▶ **Page excerpt**:
---+---

2.4. Malignant Epilepsy with Migrating Partial Seizures in Infancy

Onset of this rare syndrome occurs in the first year of life and may occur in the neonatal period. It is characterized by frequent partial seizures of multifocal onset, with autonomic or motor involvement. The seizures increase in frequency and may become near continuous. Clinical semiology of the seizures include lateral head and eyes deviation, focal clonic seizures of the eyes, face or limbs, unilateral or bilateral focal tonic seizures, automatic movements such as chewing, mastication, autonomic features such as apnea, salivation or facial flushing and secondary generalized tonic clonic seizures. The interictal EEG reveals multifocal epileptiform activity and slowing, diffuse slowing of the background activity. A few patients may have a normal EEG. Then the EEG background activity became slow with fluctuating asymmetry between different recordings. Initially sleep-waking cycle can be identified; spindles are rare and asymmetric. The ictal EEG confirms multifocal onsets, which may shift from seizure to seizure. In most cases, there is no clear etiology or structural problems, suggesting that genetic factors may be causative or contributory. Seizures are often difficult to control with standard AEDs. Bromides, stiripentol, and clonazepam may be helpful in some cases. Developmental regression is common, and death has been reported in infancy and childhood in severe cases [14].

---+---

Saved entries
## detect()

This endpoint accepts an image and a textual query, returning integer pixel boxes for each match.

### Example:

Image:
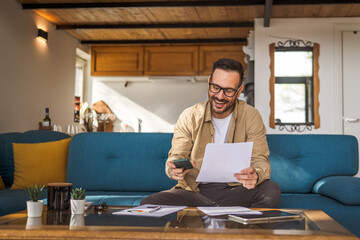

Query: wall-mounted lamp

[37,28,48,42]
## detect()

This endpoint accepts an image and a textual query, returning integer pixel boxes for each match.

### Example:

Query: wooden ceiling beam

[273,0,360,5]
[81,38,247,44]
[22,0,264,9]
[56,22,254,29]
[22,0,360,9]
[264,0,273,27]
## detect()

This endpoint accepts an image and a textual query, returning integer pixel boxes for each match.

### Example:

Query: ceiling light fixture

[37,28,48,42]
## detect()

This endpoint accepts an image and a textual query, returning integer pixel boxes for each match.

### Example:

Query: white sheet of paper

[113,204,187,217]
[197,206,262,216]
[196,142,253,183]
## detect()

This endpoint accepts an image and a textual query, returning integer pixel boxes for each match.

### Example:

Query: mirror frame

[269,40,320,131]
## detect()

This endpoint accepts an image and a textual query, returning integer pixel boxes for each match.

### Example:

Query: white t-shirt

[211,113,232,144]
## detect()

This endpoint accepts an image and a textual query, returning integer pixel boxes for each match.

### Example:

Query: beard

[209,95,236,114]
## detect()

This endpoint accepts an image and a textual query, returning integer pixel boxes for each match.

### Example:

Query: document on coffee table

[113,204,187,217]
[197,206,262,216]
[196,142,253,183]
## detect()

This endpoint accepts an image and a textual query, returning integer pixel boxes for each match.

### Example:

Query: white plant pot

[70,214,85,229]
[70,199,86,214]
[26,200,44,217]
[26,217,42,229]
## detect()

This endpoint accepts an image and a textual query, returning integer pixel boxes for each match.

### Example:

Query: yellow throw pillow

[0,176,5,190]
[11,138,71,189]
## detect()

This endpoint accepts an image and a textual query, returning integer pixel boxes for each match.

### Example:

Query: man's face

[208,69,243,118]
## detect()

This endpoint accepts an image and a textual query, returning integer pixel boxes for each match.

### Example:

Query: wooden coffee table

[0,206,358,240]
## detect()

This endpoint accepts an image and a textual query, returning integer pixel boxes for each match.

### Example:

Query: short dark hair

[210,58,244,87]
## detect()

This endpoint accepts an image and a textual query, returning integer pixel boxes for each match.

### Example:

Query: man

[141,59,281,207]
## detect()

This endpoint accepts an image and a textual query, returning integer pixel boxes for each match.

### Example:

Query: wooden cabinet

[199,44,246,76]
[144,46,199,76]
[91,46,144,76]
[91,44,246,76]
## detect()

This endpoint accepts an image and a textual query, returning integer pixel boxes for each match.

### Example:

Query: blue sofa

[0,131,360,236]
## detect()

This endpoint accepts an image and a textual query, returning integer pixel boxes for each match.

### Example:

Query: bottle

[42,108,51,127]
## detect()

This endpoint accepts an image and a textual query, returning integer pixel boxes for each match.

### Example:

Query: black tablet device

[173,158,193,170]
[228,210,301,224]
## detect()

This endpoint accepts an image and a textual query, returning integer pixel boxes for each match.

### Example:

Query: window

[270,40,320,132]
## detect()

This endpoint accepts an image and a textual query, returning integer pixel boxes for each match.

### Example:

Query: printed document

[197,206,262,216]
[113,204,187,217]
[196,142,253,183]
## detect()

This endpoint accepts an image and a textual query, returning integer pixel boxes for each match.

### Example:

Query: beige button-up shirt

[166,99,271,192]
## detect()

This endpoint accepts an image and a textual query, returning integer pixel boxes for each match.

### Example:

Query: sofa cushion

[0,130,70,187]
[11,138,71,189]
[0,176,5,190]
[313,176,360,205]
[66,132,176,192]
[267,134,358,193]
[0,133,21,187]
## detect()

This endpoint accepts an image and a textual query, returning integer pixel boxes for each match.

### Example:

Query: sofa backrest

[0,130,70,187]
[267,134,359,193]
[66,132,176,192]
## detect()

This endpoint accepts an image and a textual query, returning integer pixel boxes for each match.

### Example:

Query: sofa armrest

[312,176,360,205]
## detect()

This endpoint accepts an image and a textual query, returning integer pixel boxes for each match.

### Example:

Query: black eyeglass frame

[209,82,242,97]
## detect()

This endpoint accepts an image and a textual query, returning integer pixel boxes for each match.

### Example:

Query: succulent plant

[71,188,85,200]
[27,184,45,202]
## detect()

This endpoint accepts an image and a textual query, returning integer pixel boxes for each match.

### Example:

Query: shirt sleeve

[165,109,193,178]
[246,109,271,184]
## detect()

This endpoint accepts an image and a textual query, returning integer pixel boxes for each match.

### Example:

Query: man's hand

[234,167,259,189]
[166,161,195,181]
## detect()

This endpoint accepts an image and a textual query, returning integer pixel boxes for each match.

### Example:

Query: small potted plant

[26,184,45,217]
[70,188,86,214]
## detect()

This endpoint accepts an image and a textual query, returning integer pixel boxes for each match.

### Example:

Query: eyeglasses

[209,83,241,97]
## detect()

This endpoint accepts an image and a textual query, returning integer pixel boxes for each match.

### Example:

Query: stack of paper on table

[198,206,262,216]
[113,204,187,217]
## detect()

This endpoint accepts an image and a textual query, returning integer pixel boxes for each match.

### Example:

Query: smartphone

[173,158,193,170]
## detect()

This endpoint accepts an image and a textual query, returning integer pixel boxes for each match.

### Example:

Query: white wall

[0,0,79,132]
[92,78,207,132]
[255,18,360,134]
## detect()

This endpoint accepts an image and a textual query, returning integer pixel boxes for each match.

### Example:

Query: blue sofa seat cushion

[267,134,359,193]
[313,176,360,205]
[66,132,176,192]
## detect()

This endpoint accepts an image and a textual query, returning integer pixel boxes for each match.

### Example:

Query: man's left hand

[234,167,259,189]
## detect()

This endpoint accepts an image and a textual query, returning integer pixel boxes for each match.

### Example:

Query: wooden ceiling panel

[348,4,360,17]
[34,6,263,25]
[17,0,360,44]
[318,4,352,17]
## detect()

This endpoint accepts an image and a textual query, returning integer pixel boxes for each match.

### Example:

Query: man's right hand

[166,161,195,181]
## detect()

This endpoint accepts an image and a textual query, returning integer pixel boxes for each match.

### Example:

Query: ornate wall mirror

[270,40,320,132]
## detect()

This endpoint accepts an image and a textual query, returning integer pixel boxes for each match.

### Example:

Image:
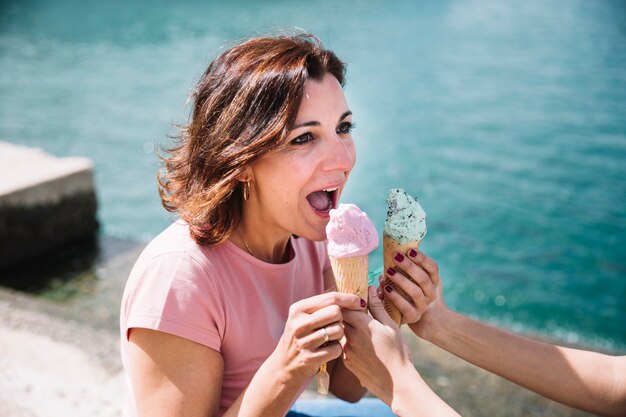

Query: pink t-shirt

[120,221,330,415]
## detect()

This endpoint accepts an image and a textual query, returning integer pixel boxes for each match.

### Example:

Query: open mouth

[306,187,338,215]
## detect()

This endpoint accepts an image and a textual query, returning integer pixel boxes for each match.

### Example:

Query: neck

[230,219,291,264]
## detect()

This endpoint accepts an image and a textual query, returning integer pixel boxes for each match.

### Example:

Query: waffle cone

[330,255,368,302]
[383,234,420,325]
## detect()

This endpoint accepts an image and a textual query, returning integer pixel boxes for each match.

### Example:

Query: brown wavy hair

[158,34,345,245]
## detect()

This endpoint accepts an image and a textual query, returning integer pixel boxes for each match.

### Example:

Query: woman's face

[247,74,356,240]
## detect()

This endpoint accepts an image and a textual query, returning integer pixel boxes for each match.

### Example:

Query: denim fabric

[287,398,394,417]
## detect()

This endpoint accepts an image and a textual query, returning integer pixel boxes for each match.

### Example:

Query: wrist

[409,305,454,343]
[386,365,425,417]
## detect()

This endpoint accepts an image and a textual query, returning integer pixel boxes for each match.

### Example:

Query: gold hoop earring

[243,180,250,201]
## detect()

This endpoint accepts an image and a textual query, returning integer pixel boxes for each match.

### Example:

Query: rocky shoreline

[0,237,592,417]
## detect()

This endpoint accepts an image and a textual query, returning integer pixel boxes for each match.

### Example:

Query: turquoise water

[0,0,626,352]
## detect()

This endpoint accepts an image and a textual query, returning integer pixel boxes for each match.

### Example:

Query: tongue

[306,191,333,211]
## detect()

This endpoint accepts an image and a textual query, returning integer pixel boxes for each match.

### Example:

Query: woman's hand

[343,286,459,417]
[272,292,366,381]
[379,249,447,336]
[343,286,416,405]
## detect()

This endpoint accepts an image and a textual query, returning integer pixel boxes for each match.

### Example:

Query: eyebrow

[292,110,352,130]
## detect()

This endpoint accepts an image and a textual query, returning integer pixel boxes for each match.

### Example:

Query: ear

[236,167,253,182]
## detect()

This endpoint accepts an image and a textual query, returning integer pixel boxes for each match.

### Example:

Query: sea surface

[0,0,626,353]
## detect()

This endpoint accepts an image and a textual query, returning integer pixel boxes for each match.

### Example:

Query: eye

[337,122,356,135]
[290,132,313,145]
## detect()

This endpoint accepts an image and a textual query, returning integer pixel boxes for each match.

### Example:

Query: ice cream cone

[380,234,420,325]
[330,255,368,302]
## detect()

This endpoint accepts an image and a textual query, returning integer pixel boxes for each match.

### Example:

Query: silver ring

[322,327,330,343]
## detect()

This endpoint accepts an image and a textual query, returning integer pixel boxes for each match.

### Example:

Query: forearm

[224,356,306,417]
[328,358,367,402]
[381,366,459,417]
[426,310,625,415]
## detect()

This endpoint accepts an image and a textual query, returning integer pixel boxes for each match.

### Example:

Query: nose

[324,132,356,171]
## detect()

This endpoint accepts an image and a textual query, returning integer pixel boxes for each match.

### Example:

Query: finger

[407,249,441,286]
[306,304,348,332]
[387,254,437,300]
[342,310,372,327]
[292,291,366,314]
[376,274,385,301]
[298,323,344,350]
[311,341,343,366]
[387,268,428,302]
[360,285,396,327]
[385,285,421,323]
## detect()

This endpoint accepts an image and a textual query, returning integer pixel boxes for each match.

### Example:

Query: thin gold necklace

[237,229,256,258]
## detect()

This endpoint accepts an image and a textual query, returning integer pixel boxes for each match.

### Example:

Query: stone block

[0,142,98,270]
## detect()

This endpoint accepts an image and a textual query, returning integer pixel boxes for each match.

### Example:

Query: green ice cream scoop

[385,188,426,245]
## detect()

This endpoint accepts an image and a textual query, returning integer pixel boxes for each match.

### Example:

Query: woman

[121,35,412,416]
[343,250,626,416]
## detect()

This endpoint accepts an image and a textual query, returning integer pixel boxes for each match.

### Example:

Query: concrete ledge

---+---

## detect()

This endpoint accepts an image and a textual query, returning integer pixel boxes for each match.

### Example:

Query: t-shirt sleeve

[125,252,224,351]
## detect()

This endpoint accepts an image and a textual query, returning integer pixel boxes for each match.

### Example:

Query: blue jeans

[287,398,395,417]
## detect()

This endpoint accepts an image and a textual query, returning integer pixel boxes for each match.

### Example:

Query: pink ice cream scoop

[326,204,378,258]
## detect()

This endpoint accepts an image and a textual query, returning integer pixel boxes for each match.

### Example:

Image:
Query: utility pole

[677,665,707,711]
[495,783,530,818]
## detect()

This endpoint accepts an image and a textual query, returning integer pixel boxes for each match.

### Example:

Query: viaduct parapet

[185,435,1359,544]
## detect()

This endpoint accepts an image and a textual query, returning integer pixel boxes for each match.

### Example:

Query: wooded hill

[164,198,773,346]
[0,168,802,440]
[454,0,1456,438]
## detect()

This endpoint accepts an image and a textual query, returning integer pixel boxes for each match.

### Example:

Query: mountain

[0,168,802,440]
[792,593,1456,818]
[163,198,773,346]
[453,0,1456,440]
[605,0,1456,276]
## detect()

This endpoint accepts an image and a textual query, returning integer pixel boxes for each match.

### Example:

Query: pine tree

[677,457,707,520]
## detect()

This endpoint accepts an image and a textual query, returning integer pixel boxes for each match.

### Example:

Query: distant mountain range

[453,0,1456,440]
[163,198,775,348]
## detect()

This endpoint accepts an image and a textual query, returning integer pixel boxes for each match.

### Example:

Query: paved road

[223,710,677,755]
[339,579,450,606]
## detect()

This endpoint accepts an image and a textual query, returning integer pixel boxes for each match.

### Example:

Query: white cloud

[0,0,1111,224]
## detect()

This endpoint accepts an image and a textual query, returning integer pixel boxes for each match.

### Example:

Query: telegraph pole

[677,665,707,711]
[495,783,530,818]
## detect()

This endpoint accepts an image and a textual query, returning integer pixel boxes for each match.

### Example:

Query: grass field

---+---

▶ **Task objective**:
Reproduce the entire passage on malignant epilepsy with migrating partial seizures in infancy word for word. The items have nothing to do with the passage on epilepsy and are separate material.

▶ **Exercise solution**:
2.4. Malignant Epilepsy with Migrating Partial Seizures in Infancy

Onset of this rare syndrome occurs in the first year of life and may occur in the neonatal period. It is characterized by frequent partial seizures of multifocal onset, with autonomic or motor involvement. The seizures increase in frequency and may become near continuous. Clinical semiology of the seizures include lateral head and eyes deviation, focal clonic seizures of the eyes, face or limbs, unilateral or bilateral focal tonic seizures, automatic movements such as chewing, mastication, autonomic features such as apnea, salivation or facial flushing and secondary generalized tonic clonic seizures. The interictal EEG reveals multifocal epileptiform activity and slowing, diffuse slowing of the background activity. A few patients may have a normal EEG. Then the EEG background activity became slow with fluctuating asymmetry between different recordings. Initially sleep-waking cycle can be identified; spindles are rare and asymmetric. The ictal EEG confirms multifocal onsets, which may shift from seizure to seizure. In most cases, there is no clear etiology or structural problems, suggesting that genetic factors may be causative or contributory. Seizures are often difficult to control with standard AEDs. Bromides, stiripentol, and clonazepam may be helpful in some cases. Developmental regression is common, and death has been reported in infancy and childhood in severe cases [14].